EXERCISE BRIEF
The lines you return should be those containing the string "sweater", taken from the data below.

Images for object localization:
....

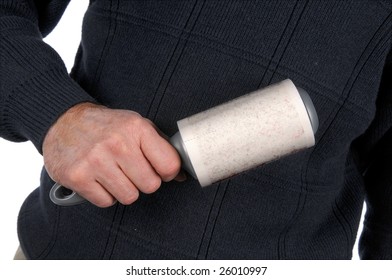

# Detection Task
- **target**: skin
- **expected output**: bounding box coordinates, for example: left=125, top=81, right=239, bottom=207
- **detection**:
left=42, top=102, right=185, bottom=208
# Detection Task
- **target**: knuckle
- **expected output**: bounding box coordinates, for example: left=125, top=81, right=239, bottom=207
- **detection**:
left=142, top=176, right=162, bottom=194
left=124, top=116, right=153, bottom=145
left=86, top=147, right=104, bottom=166
left=95, top=197, right=116, bottom=208
left=105, top=134, right=126, bottom=155
left=120, top=190, right=139, bottom=205
left=126, top=114, right=145, bottom=130
left=170, top=159, right=182, bottom=174
left=66, top=165, right=87, bottom=186
left=137, top=119, right=156, bottom=137
left=160, top=159, right=181, bottom=180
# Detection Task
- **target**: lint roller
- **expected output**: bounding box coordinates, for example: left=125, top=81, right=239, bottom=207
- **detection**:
left=50, top=79, right=318, bottom=206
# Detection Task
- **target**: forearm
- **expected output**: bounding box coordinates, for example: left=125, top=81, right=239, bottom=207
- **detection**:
left=0, top=0, right=95, bottom=152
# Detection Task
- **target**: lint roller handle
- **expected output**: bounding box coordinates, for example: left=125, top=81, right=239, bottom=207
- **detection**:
left=49, top=182, right=86, bottom=206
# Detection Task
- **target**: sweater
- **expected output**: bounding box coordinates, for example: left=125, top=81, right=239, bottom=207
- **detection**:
left=1, top=0, right=391, bottom=259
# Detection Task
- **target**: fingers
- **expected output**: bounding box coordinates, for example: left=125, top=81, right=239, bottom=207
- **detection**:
left=73, top=125, right=180, bottom=207
left=77, top=181, right=117, bottom=208
left=174, top=171, right=187, bottom=182
left=116, top=148, right=162, bottom=194
left=95, top=161, right=140, bottom=205
left=43, top=104, right=184, bottom=208
left=89, top=138, right=178, bottom=206
left=140, top=125, right=182, bottom=182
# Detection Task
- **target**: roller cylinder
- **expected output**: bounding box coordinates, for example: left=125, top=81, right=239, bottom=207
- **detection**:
left=172, top=79, right=318, bottom=187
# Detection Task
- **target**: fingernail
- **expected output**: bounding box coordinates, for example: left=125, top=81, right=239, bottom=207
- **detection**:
left=175, top=171, right=187, bottom=182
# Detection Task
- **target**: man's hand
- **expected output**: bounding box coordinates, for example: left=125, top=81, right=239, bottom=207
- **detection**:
left=42, top=103, right=183, bottom=207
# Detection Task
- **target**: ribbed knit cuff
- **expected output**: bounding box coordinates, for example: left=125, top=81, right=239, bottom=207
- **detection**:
left=2, top=68, right=96, bottom=153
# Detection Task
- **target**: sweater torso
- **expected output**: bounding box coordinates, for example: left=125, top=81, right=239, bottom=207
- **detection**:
left=11, top=0, right=392, bottom=259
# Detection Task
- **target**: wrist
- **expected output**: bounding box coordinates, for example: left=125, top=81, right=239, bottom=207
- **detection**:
left=42, top=102, right=104, bottom=154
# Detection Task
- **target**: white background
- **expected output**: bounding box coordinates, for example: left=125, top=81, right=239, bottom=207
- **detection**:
left=0, top=0, right=364, bottom=261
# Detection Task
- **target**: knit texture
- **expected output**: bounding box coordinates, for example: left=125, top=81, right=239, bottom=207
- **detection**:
left=1, top=0, right=392, bottom=259
left=0, top=0, right=95, bottom=152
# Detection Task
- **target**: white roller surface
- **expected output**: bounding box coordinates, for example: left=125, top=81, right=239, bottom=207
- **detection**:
left=177, top=79, right=315, bottom=186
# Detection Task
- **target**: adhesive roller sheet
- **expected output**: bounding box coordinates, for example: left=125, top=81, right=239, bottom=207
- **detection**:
left=176, top=79, right=316, bottom=187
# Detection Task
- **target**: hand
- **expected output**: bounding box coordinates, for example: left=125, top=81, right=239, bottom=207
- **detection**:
left=42, top=103, right=184, bottom=207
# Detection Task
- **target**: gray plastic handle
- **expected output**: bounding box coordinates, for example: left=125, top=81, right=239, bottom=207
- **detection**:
left=298, top=87, right=319, bottom=134
left=49, top=182, right=86, bottom=206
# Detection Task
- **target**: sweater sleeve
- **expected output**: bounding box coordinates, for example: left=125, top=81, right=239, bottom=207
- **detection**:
left=0, top=0, right=96, bottom=153
left=353, top=50, right=392, bottom=259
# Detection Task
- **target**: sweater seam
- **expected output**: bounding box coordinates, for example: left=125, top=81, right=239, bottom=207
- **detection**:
left=86, top=4, right=376, bottom=118
left=36, top=206, right=61, bottom=259
left=333, top=200, right=353, bottom=258
left=112, top=221, right=197, bottom=259
left=89, top=0, right=119, bottom=93
left=313, top=12, right=392, bottom=147
left=146, top=0, right=204, bottom=120
left=88, top=5, right=188, bottom=33
left=267, top=0, right=309, bottom=259
left=196, top=184, right=220, bottom=259
left=204, top=181, right=230, bottom=259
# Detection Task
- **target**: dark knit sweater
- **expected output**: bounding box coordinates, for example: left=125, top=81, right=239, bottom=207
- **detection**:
left=1, top=0, right=391, bottom=259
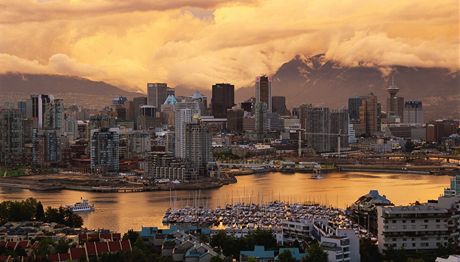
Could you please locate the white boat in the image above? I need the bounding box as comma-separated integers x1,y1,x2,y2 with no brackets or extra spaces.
311,168,323,179
68,198,95,212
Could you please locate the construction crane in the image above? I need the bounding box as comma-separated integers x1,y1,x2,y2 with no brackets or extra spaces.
296,129,347,157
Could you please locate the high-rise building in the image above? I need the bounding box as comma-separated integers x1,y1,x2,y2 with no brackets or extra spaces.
330,109,349,151
138,105,156,131
255,102,268,136
90,128,120,173
185,122,213,176
174,102,201,158
44,99,65,135
147,83,168,109
161,95,177,127
357,93,378,137
211,83,234,118
299,105,331,153
31,94,54,129
17,101,27,116
403,101,423,124
132,96,147,129
0,108,24,165
226,107,244,133
271,96,288,116
241,98,255,114
386,78,404,122
426,120,459,143
348,97,362,123
32,129,60,167
255,75,272,112
191,91,208,115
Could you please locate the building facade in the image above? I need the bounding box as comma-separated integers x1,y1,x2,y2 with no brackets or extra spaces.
255,75,272,112
211,83,234,118
90,128,120,173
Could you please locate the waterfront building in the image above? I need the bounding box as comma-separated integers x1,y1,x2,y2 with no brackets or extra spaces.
276,219,360,262
0,108,24,165
146,152,196,181
226,107,244,133
32,129,61,167
377,180,460,253
174,102,201,158
386,78,404,123
137,105,157,131
147,83,168,109
211,83,234,118
255,75,272,112
403,100,423,124
90,128,120,173
272,96,288,116
185,122,213,176
357,93,378,137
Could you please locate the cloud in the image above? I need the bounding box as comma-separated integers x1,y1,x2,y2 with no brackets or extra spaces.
0,0,458,92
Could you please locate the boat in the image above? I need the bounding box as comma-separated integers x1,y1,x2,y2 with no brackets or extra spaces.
68,198,95,212
311,168,323,179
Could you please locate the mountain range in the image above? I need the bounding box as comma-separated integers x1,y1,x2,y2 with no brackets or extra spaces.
1,54,458,120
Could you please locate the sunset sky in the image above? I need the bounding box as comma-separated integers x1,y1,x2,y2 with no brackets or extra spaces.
0,0,458,91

....

SOLUTION TO THIS TASK
- **target**: sweater
- **target**: sweater torso
- **target**: sweater sleeve
- **target**: sweater seam
- **target**: dark knit sweater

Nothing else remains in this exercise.